* What to produce: Pick out each line in the records below that contains the word "stone", and copy those lines.

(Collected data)
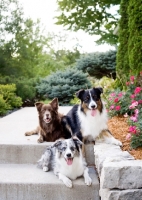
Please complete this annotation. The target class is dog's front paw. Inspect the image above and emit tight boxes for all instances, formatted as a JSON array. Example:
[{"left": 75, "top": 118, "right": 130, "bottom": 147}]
[
  {"left": 85, "top": 176, "right": 92, "bottom": 186},
  {"left": 63, "top": 178, "right": 72, "bottom": 188},
  {"left": 43, "top": 166, "right": 49, "bottom": 172}
]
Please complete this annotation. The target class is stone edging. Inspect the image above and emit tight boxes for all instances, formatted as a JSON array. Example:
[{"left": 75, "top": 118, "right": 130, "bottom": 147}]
[{"left": 94, "top": 143, "right": 142, "bottom": 200}]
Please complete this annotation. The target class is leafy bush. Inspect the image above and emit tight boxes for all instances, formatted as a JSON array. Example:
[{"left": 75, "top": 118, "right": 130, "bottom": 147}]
[
  {"left": 0, "top": 84, "right": 22, "bottom": 115},
  {"left": 107, "top": 72, "right": 142, "bottom": 148},
  {"left": 0, "top": 76, "right": 39, "bottom": 102},
  {"left": 36, "top": 68, "right": 91, "bottom": 104},
  {"left": 76, "top": 51, "right": 116, "bottom": 79},
  {"left": 16, "top": 78, "right": 38, "bottom": 101}
]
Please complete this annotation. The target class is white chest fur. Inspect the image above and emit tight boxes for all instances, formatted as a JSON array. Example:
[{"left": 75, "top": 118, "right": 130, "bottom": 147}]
[
  {"left": 58, "top": 156, "right": 84, "bottom": 180},
  {"left": 78, "top": 107, "right": 107, "bottom": 139}
]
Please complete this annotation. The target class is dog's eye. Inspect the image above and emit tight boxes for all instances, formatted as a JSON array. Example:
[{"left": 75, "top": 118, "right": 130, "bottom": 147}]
[
  {"left": 85, "top": 96, "right": 90, "bottom": 101},
  {"left": 92, "top": 95, "right": 99, "bottom": 100},
  {"left": 70, "top": 147, "right": 75, "bottom": 151},
  {"left": 62, "top": 147, "right": 66, "bottom": 151}
]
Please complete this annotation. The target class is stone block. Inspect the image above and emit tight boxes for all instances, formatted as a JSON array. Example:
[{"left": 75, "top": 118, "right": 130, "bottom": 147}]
[
  {"left": 94, "top": 143, "right": 134, "bottom": 176},
  {"left": 100, "top": 189, "right": 142, "bottom": 200}
]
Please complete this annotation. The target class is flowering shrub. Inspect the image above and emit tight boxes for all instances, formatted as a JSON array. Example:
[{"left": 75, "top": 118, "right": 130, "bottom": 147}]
[{"left": 107, "top": 72, "right": 142, "bottom": 148}]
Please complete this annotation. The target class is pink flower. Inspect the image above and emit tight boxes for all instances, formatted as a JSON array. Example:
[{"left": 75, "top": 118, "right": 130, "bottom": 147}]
[
  {"left": 124, "top": 113, "right": 129, "bottom": 117},
  {"left": 129, "top": 101, "right": 138, "bottom": 109},
  {"left": 130, "top": 116, "right": 138, "bottom": 122},
  {"left": 129, "top": 126, "right": 137, "bottom": 134},
  {"left": 130, "top": 76, "right": 135, "bottom": 82},
  {"left": 134, "top": 87, "right": 142, "bottom": 94},
  {"left": 110, "top": 105, "right": 114, "bottom": 110},
  {"left": 115, "top": 106, "right": 121, "bottom": 110},
  {"left": 126, "top": 81, "right": 130, "bottom": 86},
  {"left": 126, "top": 133, "right": 131, "bottom": 140},
  {"left": 134, "top": 109, "right": 139, "bottom": 116},
  {"left": 114, "top": 98, "right": 119, "bottom": 103},
  {"left": 110, "top": 92, "right": 115, "bottom": 97},
  {"left": 130, "top": 94, "right": 135, "bottom": 99}
]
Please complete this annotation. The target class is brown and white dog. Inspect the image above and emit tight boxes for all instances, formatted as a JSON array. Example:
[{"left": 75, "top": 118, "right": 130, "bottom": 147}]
[
  {"left": 25, "top": 98, "right": 68, "bottom": 143},
  {"left": 66, "top": 87, "right": 122, "bottom": 146}
]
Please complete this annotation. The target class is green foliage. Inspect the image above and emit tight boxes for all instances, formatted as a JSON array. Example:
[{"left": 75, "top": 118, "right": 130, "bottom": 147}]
[
  {"left": 116, "top": 0, "right": 142, "bottom": 87},
  {"left": 107, "top": 74, "right": 142, "bottom": 148},
  {"left": 0, "top": 94, "right": 10, "bottom": 116},
  {"left": 116, "top": 0, "right": 130, "bottom": 84},
  {"left": 0, "top": 76, "right": 39, "bottom": 102},
  {"left": 0, "top": 84, "right": 22, "bottom": 115},
  {"left": 37, "top": 68, "right": 91, "bottom": 105},
  {"left": 128, "top": 0, "right": 142, "bottom": 75},
  {"left": 76, "top": 51, "right": 116, "bottom": 79},
  {"left": 57, "top": 0, "right": 120, "bottom": 45}
]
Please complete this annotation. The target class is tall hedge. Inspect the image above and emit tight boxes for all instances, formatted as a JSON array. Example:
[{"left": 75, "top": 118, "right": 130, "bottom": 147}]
[
  {"left": 116, "top": 0, "right": 130, "bottom": 82},
  {"left": 128, "top": 0, "right": 142, "bottom": 75}
]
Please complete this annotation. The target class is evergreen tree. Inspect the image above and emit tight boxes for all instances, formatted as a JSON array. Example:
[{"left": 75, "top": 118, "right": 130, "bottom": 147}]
[
  {"left": 128, "top": 0, "right": 142, "bottom": 75},
  {"left": 76, "top": 51, "right": 116, "bottom": 79},
  {"left": 37, "top": 68, "right": 91, "bottom": 105}
]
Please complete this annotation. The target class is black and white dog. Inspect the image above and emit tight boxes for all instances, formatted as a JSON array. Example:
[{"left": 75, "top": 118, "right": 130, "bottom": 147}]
[
  {"left": 65, "top": 87, "right": 122, "bottom": 146},
  {"left": 38, "top": 138, "right": 92, "bottom": 188}
]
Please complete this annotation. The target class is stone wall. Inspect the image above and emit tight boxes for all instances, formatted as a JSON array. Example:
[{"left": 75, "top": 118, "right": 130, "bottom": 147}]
[{"left": 94, "top": 143, "right": 142, "bottom": 200}]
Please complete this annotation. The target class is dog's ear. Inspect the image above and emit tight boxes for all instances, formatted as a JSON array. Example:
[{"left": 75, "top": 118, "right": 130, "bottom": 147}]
[
  {"left": 50, "top": 98, "right": 58, "bottom": 110},
  {"left": 35, "top": 102, "right": 43, "bottom": 112},
  {"left": 72, "top": 136, "right": 83, "bottom": 147},
  {"left": 93, "top": 87, "right": 103, "bottom": 94},
  {"left": 76, "top": 89, "right": 85, "bottom": 99},
  {"left": 52, "top": 140, "right": 62, "bottom": 148}
]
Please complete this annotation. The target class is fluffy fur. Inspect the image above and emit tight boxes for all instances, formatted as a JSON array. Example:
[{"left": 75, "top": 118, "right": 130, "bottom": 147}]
[
  {"left": 66, "top": 88, "right": 122, "bottom": 146},
  {"left": 25, "top": 98, "right": 68, "bottom": 143},
  {"left": 38, "top": 138, "right": 92, "bottom": 188}
]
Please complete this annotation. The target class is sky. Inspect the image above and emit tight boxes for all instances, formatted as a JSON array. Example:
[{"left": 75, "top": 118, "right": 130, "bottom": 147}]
[{"left": 19, "top": 0, "right": 114, "bottom": 53}]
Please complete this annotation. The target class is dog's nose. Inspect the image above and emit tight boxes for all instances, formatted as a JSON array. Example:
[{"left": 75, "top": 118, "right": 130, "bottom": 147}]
[
  {"left": 91, "top": 105, "right": 96, "bottom": 109},
  {"left": 67, "top": 153, "right": 71, "bottom": 158}
]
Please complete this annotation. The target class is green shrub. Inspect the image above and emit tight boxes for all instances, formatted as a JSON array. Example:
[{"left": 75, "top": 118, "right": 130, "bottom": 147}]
[
  {"left": 36, "top": 68, "right": 91, "bottom": 105},
  {"left": 0, "top": 84, "right": 22, "bottom": 115},
  {"left": 76, "top": 51, "right": 116, "bottom": 79},
  {"left": 116, "top": 0, "right": 130, "bottom": 85},
  {"left": 0, "top": 76, "right": 39, "bottom": 102},
  {"left": 107, "top": 73, "right": 142, "bottom": 148}
]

* Answer to this problem:
Please complete this annotation. The target class is stone edging. Inspect the image above and emit tight boxes for all instances, formatted as a JSON array. Example:
Please complete this annotation. The target class is stone block. Inspect the image above and emit tight boxes for all instances, formatted as a JSON array. Example:
Please complete this annotation. The target class is stone wall. Inspect the image above and emit tight boxes for all instances, formatted as a JSON array. Example:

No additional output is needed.